Problem: Write out, word for word, the stretch of the entries from the line containing "like [(516, 693)]." through the end of the entries. Leave the pictures out of your answer.

------ Data for this exercise

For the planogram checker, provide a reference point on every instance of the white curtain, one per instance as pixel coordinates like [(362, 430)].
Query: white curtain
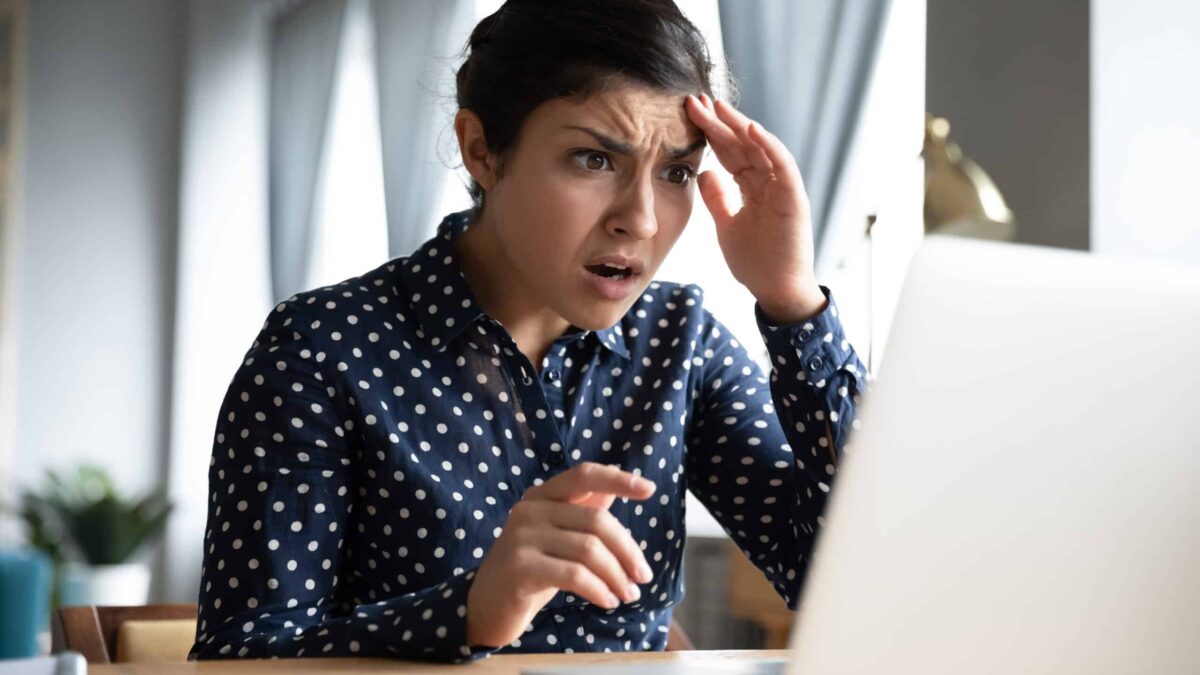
[(305, 41), (417, 48), (803, 69), (223, 286)]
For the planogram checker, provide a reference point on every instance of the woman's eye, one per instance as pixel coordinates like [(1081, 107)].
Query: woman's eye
[(681, 174), (592, 160)]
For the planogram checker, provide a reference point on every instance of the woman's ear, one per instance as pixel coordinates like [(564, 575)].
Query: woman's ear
[(473, 147)]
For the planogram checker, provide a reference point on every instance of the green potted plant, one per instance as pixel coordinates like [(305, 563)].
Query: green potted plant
[(93, 533)]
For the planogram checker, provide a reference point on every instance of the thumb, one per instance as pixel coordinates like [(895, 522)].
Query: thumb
[(717, 197)]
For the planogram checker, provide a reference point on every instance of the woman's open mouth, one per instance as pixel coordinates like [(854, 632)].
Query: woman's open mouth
[(616, 278)]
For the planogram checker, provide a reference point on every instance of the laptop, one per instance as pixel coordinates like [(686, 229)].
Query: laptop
[(1024, 491)]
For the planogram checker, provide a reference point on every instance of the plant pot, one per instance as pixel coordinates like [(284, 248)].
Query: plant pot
[(125, 584)]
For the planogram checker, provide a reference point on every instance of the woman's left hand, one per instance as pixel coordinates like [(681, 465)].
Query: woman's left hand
[(768, 243)]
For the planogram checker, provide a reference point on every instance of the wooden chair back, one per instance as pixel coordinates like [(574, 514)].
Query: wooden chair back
[(91, 631)]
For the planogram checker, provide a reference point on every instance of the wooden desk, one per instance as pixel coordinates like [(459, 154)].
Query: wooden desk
[(503, 664)]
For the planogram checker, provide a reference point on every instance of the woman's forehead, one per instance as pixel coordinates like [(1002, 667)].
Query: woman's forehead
[(642, 119)]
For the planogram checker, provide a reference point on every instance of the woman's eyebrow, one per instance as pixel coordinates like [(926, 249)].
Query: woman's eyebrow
[(622, 148)]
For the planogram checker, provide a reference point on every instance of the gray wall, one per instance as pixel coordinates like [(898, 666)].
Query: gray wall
[(1013, 79), (100, 217)]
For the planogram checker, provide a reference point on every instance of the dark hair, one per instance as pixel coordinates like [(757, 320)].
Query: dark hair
[(533, 51)]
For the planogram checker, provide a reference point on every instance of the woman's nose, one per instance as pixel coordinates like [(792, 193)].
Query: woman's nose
[(635, 214)]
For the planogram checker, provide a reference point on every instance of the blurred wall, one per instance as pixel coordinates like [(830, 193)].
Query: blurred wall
[(1013, 79), (1146, 130), (96, 285)]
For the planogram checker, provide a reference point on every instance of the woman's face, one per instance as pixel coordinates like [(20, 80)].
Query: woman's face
[(606, 180)]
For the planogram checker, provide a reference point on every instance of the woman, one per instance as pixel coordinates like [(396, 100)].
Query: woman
[(485, 446)]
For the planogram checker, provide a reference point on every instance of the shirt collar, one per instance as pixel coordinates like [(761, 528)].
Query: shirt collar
[(443, 302)]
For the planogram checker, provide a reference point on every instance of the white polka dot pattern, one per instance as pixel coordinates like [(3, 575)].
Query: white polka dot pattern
[(378, 431)]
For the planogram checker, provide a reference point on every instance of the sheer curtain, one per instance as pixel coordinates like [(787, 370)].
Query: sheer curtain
[(305, 40), (417, 52), (825, 52)]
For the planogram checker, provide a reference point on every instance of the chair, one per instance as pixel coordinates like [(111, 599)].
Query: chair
[(114, 634)]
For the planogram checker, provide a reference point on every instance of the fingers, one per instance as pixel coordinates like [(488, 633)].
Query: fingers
[(610, 531), (591, 551), (778, 154), (724, 141), (570, 575), (741, 125), (715, 197), (588, 478), (741, 143)]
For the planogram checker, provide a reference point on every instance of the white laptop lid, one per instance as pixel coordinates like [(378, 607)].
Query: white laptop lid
[(1024, 493)]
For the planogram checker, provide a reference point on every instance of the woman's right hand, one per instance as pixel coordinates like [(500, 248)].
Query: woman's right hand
[(559, 537)]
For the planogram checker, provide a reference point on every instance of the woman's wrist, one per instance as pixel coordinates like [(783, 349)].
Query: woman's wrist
[(793, 308)]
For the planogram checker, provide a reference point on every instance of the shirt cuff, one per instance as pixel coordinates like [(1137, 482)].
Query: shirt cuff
[(817, 347)]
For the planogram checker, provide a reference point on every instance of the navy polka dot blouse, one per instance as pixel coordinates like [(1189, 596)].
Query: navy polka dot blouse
[(378, 431)]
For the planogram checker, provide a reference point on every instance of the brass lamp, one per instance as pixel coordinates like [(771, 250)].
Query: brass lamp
[(960, 198)]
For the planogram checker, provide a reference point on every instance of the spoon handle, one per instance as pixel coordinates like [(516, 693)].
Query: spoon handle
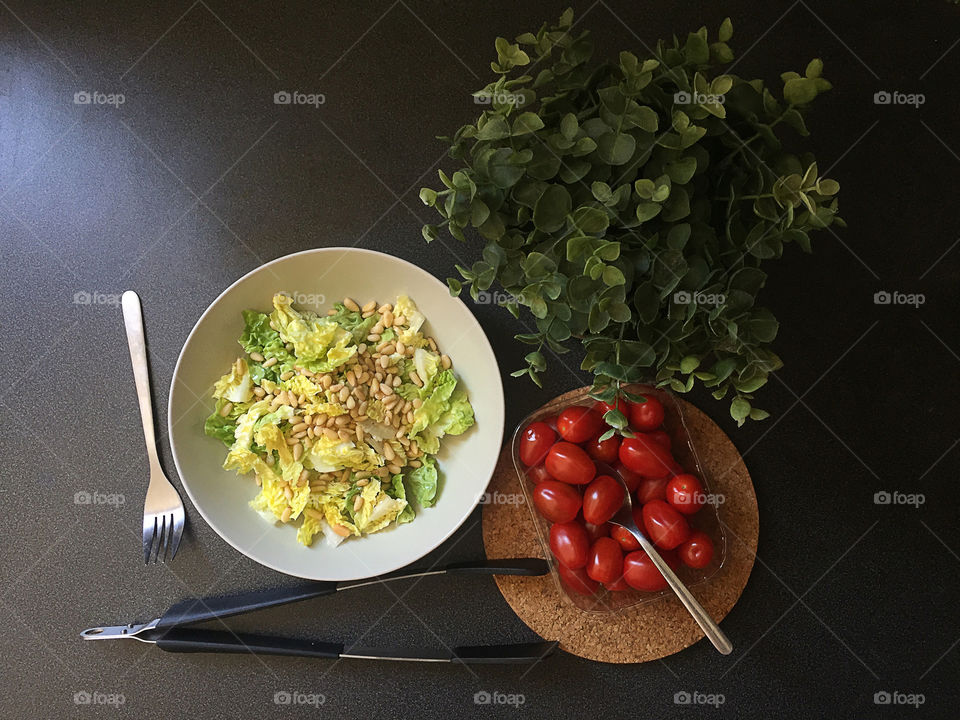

------------

Output of the task:
For the planogram checker, provide a reference point on every instance of the spoon handle, one per instance as pixel coordinates like [(516, 693)].
Query: spoon handle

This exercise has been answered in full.